── TASK DATA

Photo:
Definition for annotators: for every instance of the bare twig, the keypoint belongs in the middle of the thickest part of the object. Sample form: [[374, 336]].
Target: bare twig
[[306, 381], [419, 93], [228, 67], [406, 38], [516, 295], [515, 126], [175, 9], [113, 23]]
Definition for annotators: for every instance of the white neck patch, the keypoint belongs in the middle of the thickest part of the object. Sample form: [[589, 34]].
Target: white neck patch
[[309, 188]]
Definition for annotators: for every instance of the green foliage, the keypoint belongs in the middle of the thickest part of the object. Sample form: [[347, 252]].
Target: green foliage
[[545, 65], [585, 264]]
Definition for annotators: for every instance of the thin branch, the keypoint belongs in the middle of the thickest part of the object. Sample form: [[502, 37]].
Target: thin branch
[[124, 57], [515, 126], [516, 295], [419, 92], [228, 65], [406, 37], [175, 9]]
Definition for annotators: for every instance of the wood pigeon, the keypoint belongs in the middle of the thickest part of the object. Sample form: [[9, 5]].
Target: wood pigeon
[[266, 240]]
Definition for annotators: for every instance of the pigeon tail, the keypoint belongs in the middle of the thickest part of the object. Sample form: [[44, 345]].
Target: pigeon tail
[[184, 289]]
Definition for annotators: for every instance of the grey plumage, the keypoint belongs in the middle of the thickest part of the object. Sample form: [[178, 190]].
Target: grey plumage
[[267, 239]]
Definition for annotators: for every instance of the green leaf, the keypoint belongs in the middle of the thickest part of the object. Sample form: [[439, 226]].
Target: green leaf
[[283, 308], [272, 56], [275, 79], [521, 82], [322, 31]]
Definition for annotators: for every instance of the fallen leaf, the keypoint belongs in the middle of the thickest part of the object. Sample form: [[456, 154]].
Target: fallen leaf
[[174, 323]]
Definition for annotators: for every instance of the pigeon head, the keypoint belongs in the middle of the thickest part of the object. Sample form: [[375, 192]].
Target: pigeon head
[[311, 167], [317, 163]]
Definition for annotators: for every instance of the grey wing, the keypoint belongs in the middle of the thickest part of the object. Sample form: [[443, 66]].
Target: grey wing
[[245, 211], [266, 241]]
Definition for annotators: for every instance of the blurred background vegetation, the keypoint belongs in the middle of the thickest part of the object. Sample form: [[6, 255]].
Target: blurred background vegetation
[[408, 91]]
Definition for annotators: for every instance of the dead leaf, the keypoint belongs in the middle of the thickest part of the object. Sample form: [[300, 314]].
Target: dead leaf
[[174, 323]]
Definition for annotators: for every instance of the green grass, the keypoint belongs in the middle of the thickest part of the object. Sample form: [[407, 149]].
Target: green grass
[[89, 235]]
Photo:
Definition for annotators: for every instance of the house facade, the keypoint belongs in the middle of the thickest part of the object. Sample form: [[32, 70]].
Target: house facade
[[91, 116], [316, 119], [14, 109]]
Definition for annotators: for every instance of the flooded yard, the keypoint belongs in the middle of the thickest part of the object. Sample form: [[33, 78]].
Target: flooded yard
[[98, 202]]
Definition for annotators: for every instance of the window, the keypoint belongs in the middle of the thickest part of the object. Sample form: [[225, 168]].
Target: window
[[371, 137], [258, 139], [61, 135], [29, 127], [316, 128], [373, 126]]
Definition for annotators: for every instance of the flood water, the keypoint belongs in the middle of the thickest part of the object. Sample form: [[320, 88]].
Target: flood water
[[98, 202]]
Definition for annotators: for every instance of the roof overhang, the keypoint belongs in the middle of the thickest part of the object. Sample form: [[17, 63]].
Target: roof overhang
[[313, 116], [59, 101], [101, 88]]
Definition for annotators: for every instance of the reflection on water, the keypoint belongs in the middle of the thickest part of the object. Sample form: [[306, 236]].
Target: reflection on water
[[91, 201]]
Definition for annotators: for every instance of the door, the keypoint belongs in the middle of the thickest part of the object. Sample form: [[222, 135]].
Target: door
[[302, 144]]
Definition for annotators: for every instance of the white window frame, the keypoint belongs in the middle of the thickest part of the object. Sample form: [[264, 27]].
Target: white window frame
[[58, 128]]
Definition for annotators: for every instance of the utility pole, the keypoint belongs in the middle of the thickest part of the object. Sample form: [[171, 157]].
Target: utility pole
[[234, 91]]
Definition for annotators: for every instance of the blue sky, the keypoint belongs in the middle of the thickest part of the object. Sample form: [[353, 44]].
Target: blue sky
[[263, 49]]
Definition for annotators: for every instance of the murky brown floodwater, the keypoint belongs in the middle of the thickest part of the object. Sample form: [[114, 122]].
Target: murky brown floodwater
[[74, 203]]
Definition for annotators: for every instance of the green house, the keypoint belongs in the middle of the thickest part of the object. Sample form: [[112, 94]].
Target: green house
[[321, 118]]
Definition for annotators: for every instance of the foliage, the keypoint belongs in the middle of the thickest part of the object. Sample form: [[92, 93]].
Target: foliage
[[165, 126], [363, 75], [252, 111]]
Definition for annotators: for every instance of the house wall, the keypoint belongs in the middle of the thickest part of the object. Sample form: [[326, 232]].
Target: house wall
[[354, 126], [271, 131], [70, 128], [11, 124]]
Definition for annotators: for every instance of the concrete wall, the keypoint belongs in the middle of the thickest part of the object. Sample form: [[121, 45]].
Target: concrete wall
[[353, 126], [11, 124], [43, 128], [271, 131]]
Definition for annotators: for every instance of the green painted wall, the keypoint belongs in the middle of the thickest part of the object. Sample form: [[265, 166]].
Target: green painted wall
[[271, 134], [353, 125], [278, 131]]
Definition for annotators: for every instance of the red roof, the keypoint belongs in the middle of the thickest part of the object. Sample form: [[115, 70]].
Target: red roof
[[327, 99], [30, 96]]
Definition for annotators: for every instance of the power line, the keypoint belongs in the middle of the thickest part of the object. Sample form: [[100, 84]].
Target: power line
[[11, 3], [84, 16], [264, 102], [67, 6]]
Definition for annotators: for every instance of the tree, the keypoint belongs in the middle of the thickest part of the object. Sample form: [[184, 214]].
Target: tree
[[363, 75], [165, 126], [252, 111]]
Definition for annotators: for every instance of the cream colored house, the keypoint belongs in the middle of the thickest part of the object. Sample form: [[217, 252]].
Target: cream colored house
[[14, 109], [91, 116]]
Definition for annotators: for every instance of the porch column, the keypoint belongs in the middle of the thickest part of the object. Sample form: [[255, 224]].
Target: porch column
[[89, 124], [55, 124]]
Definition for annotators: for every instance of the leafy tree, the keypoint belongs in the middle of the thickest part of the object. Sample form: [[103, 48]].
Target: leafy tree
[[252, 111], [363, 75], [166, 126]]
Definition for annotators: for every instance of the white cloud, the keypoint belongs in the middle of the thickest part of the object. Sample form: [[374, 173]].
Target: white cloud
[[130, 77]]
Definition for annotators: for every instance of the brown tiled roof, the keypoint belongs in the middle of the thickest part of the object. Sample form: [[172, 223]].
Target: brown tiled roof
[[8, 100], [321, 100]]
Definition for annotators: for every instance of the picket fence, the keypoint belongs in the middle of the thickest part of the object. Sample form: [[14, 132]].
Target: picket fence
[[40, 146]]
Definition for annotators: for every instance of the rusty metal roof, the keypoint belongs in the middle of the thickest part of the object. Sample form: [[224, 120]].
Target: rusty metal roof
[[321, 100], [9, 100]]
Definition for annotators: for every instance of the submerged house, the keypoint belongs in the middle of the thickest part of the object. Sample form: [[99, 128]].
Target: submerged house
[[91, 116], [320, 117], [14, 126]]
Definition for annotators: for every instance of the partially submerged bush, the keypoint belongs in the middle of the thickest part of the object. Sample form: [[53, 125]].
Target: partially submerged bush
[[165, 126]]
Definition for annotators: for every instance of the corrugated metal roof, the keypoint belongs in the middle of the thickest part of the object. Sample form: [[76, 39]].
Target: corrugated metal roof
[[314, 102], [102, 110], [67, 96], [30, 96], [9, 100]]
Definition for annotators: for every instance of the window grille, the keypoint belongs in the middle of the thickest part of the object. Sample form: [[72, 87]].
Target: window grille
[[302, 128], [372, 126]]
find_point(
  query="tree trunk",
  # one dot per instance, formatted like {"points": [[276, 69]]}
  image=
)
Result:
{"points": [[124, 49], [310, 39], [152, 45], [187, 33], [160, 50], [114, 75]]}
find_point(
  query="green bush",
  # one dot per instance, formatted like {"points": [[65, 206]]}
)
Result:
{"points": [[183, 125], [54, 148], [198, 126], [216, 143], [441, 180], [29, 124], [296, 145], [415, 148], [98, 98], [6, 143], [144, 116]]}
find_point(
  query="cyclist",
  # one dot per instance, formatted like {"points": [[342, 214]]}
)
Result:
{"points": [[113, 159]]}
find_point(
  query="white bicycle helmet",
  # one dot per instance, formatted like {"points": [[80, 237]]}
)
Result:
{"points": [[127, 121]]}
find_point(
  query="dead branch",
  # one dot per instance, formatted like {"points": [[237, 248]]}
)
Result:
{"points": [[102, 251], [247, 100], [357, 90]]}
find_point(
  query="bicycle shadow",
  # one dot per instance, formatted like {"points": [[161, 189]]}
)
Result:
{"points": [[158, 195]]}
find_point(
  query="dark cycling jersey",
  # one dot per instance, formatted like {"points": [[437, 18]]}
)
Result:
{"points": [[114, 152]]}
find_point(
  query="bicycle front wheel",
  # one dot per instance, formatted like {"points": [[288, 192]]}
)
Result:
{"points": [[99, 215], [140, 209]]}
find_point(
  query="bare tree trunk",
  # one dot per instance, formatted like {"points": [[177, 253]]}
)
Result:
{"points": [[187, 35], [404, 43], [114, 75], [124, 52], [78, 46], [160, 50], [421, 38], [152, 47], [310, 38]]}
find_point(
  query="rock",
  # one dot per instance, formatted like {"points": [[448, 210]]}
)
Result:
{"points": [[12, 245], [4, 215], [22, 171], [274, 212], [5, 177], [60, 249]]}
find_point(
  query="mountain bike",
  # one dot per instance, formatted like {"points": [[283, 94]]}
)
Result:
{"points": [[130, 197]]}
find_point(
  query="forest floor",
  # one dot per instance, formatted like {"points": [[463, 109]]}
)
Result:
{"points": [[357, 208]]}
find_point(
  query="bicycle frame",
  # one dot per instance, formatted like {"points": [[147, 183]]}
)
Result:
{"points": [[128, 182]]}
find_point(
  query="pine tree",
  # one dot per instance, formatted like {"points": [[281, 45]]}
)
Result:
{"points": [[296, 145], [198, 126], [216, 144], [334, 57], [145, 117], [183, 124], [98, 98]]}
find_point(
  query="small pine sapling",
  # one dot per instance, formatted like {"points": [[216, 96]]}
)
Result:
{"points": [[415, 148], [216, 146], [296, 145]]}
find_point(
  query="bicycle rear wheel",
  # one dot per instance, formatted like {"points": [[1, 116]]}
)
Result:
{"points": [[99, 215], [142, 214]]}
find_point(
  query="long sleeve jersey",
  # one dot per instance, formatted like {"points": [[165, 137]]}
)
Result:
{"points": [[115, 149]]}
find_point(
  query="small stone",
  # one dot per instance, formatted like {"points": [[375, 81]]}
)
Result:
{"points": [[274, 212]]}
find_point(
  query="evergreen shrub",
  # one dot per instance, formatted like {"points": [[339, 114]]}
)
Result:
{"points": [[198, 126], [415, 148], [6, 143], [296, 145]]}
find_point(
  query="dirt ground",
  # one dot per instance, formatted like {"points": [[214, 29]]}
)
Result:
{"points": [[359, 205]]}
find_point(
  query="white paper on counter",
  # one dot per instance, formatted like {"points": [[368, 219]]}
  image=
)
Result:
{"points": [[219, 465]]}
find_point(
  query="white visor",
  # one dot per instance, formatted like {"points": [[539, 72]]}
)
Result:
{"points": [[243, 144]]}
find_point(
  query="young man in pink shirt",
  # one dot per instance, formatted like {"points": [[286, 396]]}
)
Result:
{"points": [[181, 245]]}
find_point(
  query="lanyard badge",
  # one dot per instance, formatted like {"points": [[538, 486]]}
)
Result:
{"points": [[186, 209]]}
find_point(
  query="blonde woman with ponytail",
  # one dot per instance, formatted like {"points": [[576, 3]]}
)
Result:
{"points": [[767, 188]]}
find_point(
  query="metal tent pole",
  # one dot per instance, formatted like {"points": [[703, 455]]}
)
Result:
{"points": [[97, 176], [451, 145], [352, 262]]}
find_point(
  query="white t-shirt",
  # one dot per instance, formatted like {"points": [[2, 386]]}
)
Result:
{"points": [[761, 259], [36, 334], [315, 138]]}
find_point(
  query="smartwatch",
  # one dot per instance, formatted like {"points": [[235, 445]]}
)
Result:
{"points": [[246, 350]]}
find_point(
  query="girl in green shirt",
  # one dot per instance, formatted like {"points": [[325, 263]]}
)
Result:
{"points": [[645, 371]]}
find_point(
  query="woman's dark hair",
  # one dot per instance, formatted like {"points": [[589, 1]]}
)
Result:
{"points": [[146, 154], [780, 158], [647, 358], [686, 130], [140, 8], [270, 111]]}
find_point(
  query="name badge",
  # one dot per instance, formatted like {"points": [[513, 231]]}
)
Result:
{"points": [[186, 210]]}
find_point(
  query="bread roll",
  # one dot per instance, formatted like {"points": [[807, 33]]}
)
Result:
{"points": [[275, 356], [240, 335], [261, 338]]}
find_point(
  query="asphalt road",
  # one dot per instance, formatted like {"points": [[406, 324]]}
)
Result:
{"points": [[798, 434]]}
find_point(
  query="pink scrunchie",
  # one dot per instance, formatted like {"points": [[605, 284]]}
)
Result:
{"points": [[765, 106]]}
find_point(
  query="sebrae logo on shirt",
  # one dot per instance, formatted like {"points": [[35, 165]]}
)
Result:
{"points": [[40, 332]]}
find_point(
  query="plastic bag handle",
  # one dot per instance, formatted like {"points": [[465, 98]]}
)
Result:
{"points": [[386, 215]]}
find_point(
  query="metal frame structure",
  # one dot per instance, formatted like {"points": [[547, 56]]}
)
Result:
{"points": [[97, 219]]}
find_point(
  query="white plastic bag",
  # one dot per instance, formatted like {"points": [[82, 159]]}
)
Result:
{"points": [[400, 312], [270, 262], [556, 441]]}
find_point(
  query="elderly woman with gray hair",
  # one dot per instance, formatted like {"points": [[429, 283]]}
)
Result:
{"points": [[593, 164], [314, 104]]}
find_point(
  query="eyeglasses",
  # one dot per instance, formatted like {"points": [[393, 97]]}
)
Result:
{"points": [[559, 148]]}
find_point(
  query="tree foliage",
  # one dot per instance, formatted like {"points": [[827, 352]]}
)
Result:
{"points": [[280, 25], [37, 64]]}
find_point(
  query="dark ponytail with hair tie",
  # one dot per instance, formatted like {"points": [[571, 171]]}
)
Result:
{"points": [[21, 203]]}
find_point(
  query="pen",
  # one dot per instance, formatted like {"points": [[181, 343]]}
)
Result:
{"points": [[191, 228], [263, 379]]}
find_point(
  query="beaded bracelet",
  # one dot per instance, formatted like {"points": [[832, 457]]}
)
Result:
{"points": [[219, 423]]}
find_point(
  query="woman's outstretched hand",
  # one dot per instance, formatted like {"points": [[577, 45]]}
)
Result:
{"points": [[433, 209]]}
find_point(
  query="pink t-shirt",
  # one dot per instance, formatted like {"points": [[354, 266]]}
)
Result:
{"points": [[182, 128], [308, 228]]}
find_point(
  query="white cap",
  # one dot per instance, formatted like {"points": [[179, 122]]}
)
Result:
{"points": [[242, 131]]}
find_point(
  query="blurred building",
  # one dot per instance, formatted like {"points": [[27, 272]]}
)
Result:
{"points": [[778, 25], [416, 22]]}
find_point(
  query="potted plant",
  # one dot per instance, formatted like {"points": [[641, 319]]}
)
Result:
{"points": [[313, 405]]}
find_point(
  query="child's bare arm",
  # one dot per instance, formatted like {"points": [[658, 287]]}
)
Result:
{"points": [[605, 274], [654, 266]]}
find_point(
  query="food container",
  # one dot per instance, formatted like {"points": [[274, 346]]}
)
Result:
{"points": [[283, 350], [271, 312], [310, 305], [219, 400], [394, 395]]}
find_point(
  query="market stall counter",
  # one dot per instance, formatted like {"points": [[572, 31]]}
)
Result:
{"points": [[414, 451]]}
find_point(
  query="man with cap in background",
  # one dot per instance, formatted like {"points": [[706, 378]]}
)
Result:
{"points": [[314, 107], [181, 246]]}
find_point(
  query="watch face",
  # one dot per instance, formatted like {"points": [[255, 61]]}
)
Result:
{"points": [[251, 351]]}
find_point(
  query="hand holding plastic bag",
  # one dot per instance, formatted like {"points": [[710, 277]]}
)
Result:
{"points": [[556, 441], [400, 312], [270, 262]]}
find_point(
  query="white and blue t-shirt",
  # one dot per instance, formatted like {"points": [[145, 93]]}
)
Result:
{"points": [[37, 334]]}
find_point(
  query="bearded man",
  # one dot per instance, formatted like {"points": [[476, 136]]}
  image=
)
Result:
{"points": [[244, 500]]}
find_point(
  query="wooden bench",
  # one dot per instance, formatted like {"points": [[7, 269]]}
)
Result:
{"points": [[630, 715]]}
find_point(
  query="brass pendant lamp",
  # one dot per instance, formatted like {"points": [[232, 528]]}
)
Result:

────

__GIVEN REQUEST__
Reproduce verbatim the stretch of the entries above from the line containing "Definition for annotators: for every instance of the power" through the line containing "[[363, 75], [165, 126], [252, 111]]", inclusive.

__TASK OUTPUT__
Definition for annotators: for every instance of the power line, the keypoint belongs in the middle of the thickest part of the object. Sample form: [[100, 84]].
Target: power line
[[11, 3], [84, 16], [264, 102], [67, 6]]
Definition for annotators: for every instance of the tree, the keypoint belongs in the middle of the thickest part of the object. Sample form: [[184, 214]].
Target: tree
[[363, 75], [165, 126], [252, 111]]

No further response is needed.